[CONSIGNE]: Recopiez fidèlement le passage du texte sur la taxation des sacs en plastique légers, de « Les sacs en plastique légers » à « le programme NATURAL.PT. », ces deux bornes comprises.

[EXTRAIT DU TEXTE]:
# # # # # # #

Taxation des sacs en plastique légers

Les sacs en plastique légers sont désormais taxés. Cette contribution fiscale spéciale tient au fait qu’en Europe, chaque année, environ 100 millions de sacs en plastique non biodégradable sont commercialisés et polluent l’environnement. Malgré leurs faibles coûts apparents, ces sacs sont fabriqués à partir de l’huile et en ce sens causent d’énormes dommages à l’écosystème. Ils sont responsable de 90% des déchets en mer.

Le but de cette taxe est, d’une part, de réduire sa consommation par personne et par an et, d’autre part, d’obtenir des recettes fiscales. Une partie de ces recettes se destine au Fond de Conservation de la Nature et financera des projets dans les municipalités qui intègrent les zones classées, selon le programme NATURAL.PT.

La taxation est de 0,08 € par sac, plus la TVA au taux légal. Elle est due par les producteurs ou les importateurs ayant leur siège ou établissement au Portugal, ainsi que les acheteurs de sacs en plastique légers aux fournisseurs ayant leur siège ou établissement dans un autre État membre de l’UE ou des régions périphériques (article 32.º de la loi n.º 82-D/2014). Sont exonérés du paiement de cet impôt les sacs en plastique destinés aux denrées alimentaires, y compris la glace.

# # # # # # #

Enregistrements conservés
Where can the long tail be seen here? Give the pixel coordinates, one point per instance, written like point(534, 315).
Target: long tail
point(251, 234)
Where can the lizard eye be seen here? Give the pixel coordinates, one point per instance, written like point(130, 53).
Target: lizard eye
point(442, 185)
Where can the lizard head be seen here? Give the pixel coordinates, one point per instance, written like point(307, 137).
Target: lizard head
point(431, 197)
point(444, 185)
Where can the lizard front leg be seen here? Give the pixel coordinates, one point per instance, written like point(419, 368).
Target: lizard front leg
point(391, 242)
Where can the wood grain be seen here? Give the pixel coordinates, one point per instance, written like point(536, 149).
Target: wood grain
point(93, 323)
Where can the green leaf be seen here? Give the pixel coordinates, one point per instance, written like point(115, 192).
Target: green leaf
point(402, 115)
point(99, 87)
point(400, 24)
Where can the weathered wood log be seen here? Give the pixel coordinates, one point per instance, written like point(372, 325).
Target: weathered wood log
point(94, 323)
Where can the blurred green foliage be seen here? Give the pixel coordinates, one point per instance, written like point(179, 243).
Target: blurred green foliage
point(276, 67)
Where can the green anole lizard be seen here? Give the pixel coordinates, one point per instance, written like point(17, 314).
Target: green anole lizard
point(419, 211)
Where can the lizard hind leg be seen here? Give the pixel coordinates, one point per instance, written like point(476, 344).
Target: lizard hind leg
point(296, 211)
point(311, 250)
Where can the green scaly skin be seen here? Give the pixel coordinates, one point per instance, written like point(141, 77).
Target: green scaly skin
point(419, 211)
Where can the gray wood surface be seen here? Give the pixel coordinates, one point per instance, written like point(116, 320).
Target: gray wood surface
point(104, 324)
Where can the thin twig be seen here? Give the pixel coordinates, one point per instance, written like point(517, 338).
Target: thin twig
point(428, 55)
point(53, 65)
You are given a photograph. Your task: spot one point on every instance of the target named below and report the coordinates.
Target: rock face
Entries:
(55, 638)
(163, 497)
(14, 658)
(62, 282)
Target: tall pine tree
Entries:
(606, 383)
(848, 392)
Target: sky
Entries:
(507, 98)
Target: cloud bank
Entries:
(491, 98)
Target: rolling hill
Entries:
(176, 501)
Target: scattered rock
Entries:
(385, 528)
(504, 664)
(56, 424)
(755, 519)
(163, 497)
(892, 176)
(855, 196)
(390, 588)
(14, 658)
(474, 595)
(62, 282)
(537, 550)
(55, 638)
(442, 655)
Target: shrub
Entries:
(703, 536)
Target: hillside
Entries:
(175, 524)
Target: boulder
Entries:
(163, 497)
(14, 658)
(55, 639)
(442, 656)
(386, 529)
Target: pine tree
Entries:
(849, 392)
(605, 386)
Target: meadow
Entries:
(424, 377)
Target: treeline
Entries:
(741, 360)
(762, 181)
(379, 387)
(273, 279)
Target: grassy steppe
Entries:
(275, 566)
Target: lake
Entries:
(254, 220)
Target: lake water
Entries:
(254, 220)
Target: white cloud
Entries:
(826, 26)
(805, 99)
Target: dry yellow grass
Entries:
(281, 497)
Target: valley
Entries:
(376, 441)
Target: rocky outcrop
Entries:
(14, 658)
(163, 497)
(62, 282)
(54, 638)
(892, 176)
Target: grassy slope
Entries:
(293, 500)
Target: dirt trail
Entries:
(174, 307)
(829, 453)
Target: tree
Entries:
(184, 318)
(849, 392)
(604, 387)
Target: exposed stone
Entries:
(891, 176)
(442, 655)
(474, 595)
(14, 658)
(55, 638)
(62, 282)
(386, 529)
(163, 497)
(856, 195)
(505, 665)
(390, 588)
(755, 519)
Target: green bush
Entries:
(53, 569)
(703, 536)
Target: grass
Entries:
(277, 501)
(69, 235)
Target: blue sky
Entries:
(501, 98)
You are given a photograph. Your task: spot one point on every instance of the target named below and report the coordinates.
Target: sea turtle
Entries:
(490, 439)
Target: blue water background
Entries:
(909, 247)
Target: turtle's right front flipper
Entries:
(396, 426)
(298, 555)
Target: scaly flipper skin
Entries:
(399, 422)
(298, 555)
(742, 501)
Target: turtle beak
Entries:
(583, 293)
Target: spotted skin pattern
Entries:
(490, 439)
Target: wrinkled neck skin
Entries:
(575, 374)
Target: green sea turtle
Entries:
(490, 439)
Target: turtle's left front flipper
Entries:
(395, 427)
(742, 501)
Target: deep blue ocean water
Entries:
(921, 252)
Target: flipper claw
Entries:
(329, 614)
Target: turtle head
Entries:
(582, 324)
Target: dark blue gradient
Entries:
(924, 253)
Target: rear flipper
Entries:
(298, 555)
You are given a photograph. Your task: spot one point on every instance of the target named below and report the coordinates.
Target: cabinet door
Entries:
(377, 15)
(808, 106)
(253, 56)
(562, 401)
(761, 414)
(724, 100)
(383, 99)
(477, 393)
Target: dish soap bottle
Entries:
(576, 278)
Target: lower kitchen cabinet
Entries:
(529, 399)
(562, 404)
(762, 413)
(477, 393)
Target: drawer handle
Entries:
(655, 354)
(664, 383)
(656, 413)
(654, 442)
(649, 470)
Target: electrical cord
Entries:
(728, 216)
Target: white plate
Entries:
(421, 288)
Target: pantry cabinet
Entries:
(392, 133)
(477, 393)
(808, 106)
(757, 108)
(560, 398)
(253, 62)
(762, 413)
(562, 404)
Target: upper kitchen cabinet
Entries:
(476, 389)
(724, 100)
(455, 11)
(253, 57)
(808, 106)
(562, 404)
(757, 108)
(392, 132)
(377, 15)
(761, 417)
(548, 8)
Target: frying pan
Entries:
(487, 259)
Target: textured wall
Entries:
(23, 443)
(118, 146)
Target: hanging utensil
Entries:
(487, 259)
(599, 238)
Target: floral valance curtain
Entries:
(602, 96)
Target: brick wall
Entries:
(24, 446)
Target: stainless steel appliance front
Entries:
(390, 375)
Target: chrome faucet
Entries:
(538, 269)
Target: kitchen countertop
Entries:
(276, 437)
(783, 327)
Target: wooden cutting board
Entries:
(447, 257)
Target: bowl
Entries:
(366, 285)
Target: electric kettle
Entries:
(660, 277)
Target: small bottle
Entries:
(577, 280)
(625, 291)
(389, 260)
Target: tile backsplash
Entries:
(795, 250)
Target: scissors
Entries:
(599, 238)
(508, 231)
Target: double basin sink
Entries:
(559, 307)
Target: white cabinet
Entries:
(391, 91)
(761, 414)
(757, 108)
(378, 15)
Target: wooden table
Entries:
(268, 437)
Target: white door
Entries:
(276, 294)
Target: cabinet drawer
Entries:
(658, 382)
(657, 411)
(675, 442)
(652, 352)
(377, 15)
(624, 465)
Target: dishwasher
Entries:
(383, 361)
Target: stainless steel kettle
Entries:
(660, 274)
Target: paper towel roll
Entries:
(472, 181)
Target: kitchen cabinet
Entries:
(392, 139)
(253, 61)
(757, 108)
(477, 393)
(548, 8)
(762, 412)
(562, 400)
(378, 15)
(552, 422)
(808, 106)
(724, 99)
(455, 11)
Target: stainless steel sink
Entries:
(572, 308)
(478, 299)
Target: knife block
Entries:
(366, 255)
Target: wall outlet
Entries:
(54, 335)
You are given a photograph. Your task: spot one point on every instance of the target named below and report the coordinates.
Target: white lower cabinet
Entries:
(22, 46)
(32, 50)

# # # # # # #

[RÉPONSE ATTENDUE]:
Les sacs en plastique légers sont désormais taxés. Cette contribution fiscale spéciale tient au fait qu’en Europe, chaque année, environ 100 millions de sacs en plastique non biodégradable sont commercialisés et polluent l’environnement. Malgré leurs faibles coûts apparents, ces sacs sont fabriqués à partir de l’huile et en ce sens causent d’énormes dommages à l’écosystème. Ils sont responsable de 90% des déchets en mer.

Le but de cette taxe est, d’une part, de réduire sa consommation par personne et par an et, d’autre part, d’obtenir des recettes fiscales. Une partie de ces recettes se destine au Fond de Conservation de la Nature et financera des projets dans les municipalités qui intègrent les zones classées, selon le programme NATURAL.PT.